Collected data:
────────────────────

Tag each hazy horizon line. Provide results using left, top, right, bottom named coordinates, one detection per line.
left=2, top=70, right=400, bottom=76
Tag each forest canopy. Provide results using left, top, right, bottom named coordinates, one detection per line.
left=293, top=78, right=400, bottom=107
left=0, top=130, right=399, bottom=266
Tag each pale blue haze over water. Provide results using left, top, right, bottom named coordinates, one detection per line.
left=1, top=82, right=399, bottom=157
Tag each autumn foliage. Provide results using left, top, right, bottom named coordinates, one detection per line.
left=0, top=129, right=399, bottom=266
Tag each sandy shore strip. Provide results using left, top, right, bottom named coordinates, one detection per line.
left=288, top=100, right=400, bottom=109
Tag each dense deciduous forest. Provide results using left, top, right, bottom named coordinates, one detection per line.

────────────────────

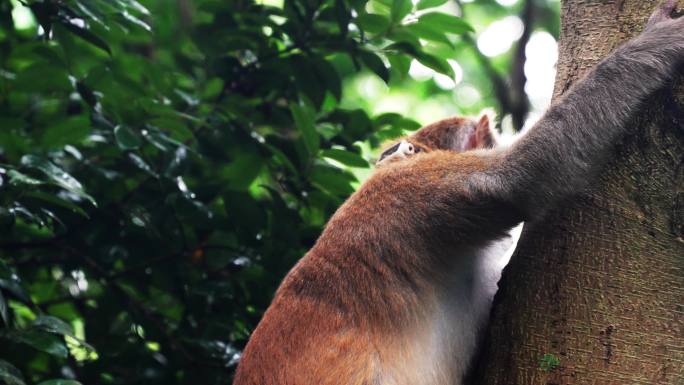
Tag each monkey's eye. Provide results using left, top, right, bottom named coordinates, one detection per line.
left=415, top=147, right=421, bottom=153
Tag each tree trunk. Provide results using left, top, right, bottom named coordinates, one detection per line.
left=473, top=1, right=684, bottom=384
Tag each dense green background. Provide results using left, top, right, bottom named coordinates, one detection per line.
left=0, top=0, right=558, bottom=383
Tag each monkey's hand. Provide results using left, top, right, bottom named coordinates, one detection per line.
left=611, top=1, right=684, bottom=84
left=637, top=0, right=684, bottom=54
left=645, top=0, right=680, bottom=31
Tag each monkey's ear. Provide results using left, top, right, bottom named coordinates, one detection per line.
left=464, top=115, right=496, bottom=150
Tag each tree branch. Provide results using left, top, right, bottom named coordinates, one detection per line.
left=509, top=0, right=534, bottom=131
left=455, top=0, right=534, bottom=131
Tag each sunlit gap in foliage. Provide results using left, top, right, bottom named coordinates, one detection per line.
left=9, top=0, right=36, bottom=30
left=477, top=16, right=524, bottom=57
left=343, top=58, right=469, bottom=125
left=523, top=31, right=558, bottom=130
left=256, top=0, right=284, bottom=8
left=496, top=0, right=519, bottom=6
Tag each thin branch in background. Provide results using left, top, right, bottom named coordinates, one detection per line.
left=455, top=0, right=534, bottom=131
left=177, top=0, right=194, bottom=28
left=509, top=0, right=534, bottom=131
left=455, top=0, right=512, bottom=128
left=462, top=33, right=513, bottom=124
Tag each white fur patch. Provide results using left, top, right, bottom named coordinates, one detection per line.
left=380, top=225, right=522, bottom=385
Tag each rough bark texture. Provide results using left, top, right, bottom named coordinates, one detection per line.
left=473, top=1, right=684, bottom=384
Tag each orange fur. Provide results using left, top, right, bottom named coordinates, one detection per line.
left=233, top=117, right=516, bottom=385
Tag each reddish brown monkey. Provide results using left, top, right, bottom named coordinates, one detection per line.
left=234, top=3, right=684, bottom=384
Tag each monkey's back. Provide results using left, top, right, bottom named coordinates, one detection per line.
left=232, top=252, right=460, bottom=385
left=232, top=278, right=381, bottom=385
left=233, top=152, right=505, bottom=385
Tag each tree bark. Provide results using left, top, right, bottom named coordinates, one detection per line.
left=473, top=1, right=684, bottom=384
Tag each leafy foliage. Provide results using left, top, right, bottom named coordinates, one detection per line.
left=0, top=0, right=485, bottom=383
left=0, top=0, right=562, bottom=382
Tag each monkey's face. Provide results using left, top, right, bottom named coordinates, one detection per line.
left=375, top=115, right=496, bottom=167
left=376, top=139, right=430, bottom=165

────────────────────

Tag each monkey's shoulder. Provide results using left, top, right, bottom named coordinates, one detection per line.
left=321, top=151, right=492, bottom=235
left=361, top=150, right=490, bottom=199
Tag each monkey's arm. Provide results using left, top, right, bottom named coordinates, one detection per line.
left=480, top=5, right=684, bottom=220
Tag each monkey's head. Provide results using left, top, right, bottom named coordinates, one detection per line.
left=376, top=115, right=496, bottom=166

────────────────────

> [INSTRUCTIONS TO FOLLOW] Return the span of lines in the data above that opens at the line with "Tag each pale" and closes at the line with "Tag each dense deciduous", exactly, ends included, nothing else.

> [REPLY]
Tag each pale blue haze over water. Provide results using left, top, right, bottom named coordinates, one detection per line.
left=1, top=82, right=399, bottom=157
Tag each autumn foliage. Provide results using left, top, right, bottom named coordinates, one detection per line.
left=0, top=129, right=399, bottom=266
Tag each sandy shore strip. Provide results using left, top, right, bottom named coordinates, one detection per line.
left=288, top=100, right=400, bottom=109
Tag each dense deciduous forest. Provide results using left, top, right, bottom named coordinates, one detection per line.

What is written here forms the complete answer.